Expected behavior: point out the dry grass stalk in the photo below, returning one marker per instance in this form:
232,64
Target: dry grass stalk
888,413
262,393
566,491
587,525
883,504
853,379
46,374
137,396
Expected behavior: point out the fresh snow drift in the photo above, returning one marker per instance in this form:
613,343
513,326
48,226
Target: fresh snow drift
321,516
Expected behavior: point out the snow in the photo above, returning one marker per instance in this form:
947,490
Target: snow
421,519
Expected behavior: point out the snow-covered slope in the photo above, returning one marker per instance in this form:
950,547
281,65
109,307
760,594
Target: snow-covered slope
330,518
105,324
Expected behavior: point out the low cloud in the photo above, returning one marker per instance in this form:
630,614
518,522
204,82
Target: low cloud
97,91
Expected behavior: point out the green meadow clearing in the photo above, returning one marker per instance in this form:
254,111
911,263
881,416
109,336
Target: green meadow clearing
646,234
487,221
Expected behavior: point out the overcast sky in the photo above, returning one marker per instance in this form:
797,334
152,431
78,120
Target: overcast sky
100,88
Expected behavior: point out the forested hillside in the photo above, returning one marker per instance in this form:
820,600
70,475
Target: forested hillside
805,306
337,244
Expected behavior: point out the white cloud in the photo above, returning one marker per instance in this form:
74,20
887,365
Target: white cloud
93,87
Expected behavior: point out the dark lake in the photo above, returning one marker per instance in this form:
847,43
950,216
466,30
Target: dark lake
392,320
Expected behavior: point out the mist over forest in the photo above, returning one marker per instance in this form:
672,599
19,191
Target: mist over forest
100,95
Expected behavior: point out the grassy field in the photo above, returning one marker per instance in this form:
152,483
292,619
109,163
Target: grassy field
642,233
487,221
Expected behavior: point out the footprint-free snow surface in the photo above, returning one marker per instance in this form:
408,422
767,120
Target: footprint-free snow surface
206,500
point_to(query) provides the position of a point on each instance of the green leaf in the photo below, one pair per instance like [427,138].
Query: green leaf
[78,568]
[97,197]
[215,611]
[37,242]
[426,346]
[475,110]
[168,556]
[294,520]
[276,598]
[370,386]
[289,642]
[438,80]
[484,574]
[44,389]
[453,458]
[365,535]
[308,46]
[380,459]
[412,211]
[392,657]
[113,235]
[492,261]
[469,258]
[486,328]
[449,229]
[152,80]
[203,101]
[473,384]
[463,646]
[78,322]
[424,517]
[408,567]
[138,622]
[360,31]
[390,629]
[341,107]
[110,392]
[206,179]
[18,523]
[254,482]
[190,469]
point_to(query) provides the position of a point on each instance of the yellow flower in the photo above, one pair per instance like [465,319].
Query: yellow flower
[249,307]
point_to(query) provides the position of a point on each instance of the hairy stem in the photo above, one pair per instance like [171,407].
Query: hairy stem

# WORK TO DO
Starting at the line that contains "instance like [427,138]." and ending at the last line of the entries, switch each "photo" to "image" and write those lines out again with nothing else changed.

# FULL SOLUTION
point_to(query) provides the position of a point on each instance of the green leaf in the image below, one pair per instance like [427,138].
Query: green leaf
[78,568]
[97,197]
[215,611]
[37,242]
[426,346]
[475,110]
[168,556]
[294,520]
[276,598]
[370,386]
[289,642]
[438,80]
[484,574]
[44,389]
[453,458]
[365,535]
[308,46]
[380,459]
[412,211]
[392,657]
[113,235]
[492,261]
[469,258]
[486,328]
[449,229]
[152,80]
[203,101]
[473,384]
[463,646]
[78,322]
[424,517]
[408,567]
[138,622]
[360,31]
[390,629]
[341,107]
[110,392]
[206,179]
[18,523]
[254,482]
[190,469]
point_to(query) provides the position of a point on each instance of the yellow flower in the image above, one pair per instance like [465,319].
Query: yellow flower
[249,307]
point_to(query) provides the position of a point on each instance of the hairy stem in the image above, one pair per instance like [171,407].
Query: hairy stem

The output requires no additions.